PROBLEM DETAILS. Pick out every line of the items below that contains the word "dirt", and copy each one. Case counts.

•••••

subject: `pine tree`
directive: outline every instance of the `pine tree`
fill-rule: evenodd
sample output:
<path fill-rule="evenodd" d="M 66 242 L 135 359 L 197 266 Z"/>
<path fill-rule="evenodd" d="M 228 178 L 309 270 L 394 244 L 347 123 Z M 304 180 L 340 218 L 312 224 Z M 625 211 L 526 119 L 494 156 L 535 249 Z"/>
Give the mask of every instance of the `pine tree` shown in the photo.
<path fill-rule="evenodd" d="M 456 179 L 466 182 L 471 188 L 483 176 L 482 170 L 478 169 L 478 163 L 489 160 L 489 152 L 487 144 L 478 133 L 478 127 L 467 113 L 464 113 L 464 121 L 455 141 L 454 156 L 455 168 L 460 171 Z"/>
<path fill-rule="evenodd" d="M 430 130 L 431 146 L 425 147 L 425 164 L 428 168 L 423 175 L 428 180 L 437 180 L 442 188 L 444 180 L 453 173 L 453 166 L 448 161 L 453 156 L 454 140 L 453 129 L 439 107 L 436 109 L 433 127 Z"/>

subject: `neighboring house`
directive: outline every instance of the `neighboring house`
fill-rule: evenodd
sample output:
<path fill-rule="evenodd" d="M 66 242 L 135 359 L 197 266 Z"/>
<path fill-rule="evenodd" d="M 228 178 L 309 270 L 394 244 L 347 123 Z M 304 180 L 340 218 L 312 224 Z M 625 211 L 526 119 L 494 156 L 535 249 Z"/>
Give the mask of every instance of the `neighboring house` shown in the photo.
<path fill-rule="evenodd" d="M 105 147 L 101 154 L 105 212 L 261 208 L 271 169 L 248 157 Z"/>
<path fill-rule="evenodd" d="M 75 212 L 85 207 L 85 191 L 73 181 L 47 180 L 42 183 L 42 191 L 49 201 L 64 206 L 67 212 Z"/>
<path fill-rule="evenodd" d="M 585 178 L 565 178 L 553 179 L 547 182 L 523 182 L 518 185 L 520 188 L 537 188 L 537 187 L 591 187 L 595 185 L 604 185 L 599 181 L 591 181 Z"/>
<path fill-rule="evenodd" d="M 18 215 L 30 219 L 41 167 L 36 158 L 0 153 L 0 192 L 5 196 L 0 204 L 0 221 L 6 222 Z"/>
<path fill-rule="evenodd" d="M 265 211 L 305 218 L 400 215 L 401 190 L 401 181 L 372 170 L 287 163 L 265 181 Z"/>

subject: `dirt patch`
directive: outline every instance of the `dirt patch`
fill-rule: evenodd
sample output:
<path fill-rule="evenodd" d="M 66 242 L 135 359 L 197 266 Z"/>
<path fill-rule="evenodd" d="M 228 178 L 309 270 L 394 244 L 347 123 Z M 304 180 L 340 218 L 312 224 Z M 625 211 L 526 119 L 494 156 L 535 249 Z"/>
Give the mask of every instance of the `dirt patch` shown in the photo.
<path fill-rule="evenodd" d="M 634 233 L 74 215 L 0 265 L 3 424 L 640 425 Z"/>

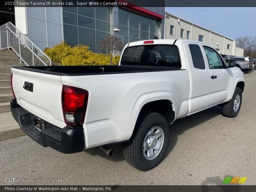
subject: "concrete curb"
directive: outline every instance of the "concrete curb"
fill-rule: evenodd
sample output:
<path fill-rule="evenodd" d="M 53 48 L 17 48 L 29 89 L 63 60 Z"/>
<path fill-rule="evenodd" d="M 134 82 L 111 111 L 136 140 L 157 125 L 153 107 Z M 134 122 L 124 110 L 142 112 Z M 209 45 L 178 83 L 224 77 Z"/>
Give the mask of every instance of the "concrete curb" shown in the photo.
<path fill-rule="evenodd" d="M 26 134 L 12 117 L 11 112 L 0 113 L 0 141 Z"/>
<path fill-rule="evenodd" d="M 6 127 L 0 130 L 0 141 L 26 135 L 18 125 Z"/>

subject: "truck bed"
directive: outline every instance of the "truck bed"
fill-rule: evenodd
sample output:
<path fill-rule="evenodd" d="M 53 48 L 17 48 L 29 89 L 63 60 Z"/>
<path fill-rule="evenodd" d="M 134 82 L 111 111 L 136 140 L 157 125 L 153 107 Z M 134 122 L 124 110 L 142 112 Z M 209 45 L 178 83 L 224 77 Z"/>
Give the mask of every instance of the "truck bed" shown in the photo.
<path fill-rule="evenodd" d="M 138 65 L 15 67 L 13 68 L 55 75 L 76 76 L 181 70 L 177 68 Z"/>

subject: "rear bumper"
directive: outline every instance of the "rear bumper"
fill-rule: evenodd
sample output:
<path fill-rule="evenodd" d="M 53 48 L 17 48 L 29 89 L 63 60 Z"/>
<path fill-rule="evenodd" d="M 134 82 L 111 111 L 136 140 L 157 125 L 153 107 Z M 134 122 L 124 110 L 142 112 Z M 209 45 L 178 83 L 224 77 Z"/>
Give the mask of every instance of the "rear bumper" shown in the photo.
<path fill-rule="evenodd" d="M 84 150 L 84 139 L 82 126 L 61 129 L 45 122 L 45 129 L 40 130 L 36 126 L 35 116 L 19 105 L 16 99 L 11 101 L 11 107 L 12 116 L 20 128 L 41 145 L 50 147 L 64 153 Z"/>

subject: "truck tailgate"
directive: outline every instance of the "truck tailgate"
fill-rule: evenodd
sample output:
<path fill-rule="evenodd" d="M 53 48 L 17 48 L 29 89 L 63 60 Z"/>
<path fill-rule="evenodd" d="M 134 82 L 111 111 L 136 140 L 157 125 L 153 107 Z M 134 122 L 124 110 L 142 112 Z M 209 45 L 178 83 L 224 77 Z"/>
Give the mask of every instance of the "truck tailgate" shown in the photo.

•••••

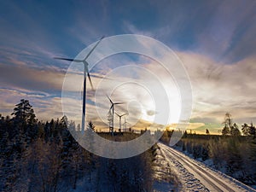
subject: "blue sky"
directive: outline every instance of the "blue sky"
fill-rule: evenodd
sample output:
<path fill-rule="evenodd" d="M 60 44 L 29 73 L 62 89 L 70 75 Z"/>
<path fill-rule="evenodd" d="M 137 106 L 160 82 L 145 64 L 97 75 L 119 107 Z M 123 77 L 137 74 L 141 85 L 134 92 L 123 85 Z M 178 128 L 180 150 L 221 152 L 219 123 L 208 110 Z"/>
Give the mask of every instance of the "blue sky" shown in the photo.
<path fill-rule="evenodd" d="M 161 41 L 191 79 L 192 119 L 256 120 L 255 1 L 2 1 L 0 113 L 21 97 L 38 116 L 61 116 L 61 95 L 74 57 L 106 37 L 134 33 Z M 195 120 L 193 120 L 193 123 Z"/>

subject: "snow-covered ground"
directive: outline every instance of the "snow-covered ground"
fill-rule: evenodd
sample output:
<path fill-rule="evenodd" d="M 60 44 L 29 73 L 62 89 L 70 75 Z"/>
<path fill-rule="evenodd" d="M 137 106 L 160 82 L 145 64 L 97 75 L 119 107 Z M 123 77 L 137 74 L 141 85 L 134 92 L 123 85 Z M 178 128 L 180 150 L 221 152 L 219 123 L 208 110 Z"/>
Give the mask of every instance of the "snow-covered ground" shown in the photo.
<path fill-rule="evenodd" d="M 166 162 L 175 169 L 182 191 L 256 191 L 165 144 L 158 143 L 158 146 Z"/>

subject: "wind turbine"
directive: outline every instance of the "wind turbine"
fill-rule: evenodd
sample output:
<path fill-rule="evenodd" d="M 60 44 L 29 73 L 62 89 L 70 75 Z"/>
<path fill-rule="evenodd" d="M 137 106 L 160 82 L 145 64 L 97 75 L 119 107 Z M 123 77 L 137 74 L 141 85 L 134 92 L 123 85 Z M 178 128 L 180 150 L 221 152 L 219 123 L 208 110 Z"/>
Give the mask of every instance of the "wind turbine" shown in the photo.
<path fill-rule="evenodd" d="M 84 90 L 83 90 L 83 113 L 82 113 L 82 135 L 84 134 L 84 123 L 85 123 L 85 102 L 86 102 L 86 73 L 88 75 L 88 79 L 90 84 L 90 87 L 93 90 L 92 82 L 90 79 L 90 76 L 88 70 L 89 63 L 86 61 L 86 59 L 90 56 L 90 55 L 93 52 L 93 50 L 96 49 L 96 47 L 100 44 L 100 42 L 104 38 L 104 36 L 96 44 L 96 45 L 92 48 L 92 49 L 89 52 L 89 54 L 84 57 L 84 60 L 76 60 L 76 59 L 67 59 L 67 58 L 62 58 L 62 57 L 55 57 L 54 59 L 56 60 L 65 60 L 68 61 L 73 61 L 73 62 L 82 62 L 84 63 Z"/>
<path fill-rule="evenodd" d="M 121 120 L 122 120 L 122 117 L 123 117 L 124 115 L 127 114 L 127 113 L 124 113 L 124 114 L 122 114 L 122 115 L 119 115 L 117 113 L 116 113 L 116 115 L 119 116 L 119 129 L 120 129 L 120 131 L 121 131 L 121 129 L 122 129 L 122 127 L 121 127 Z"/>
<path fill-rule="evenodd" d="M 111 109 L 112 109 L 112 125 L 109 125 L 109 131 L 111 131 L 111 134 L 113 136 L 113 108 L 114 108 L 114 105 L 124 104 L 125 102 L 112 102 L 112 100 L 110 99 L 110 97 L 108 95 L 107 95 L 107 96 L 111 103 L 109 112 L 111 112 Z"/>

•••••

SOLUTION.
subject: `dirt patch`
directive: outline every instance of the `dirt patch`
Give the mask of every instance of the `dirt patch` shown in the photo.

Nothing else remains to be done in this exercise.